━━━ EXERCISE MATERIAL
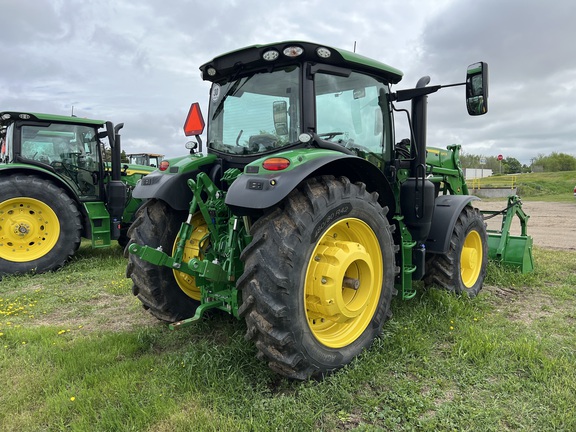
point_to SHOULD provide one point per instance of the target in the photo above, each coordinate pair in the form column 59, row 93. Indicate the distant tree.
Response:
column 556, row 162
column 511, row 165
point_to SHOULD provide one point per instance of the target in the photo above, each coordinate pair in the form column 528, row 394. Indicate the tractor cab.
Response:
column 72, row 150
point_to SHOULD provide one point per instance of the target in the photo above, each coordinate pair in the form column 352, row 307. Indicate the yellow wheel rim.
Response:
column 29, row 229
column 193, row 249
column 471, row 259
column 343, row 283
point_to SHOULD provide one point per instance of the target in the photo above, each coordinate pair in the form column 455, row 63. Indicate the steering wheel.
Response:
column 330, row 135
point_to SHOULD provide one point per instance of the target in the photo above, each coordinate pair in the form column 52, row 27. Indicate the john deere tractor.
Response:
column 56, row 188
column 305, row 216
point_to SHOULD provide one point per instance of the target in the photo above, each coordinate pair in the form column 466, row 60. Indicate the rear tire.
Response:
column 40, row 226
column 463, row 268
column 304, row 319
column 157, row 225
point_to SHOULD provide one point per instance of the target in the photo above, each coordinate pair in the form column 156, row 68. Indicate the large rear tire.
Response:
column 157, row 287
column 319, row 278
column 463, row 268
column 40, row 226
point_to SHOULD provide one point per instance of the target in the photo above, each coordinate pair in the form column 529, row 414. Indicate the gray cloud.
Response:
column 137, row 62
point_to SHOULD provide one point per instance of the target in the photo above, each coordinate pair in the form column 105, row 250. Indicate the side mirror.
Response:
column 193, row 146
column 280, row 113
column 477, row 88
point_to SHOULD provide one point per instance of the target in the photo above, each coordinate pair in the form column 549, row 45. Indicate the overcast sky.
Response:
━━━━━━
━━━ EXERCISE MATERIAL
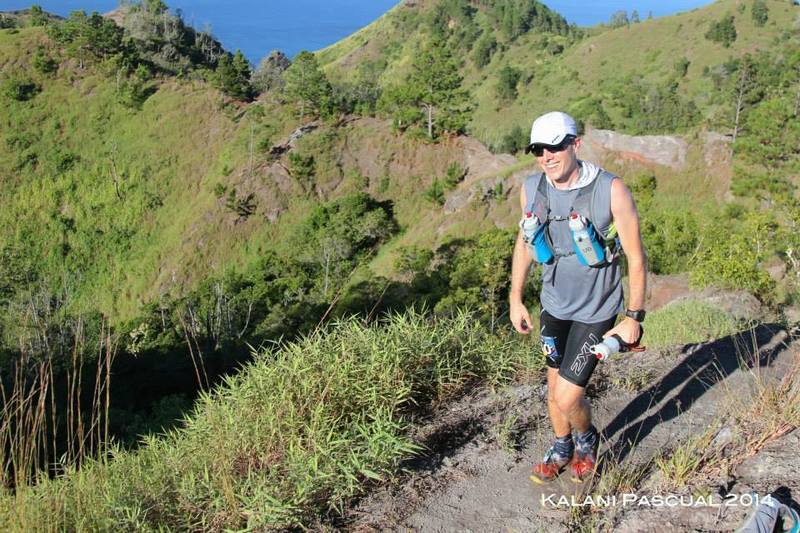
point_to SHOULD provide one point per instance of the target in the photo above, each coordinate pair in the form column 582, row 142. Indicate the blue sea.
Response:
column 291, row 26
━━━━━━
■ STATED PROBLEM
Copy out only the stretch from the line containing "the distant tree." through the line containing "column 477, row 88", changing "Indicate" to "Locate" wherever it occurs and leaving everything else as it is.

■ TASK SOLUTION
point_to SHOULD provide one point per instance of the target in the photo above, each coordinate pair in the form column 59, row 93. Locate the distant tree.
Response:
column 556, row 162
column 511, row 165
point_to SHOULD provide one point per instance of the target in the photo above, each coordinate pair in the form column 528, row 394. Locate the tractor cab.
Response:
column 72, row 150
point_to SHOULD provide one point per instance of the target in the photo above, each coordinate pair in the form column 352, row 307. Locate the yellow wheel rim.
Response:
column 29, row 229
column 193, row 249
column 471, row 259
column 343, row 283
point_to SHOULD provide one point per instance of the target in the photo above, each coordinate pair in the form column 455, row 63. Locate the steering wheel.
Response:
column 330, row 135
point_to SHOULD provide one point per instance of the target in the photo above, each coordinate pair in the form column 52, row 27. Locate the john deere tractor.
Response:
column 56, row 188
column 305, row 216
point_to SHOULD provide one point per instance of the target in the photo above, each coordinate pair in the form column 466, row 60. Locate the rear tire.
Response:
column 40, row 226
column 463, row 268
column 304, row 319
column 157, row 225
point_to SHOULD provide one point per instance of the target in the photo above, each coordinate pair in the form column 156, row 68. Locate the large rear tire.
Response:
column 157, row 287
column 319, row 278
column 463, row 268
column 40, row 226
point_to SHOULD provide one point per instance of the target in the photo above, each coordinate pair in the form column 529, row 414. Locate the gray cloud.
Response:
column 137, row 62
point_to SHOULD provide one point per instance of the target in the photo above, each coordinate pair in the form column 105, row 250. Locate the side mirror.
Response:
column 193, row 146
column 280, row 113
column 477, row 88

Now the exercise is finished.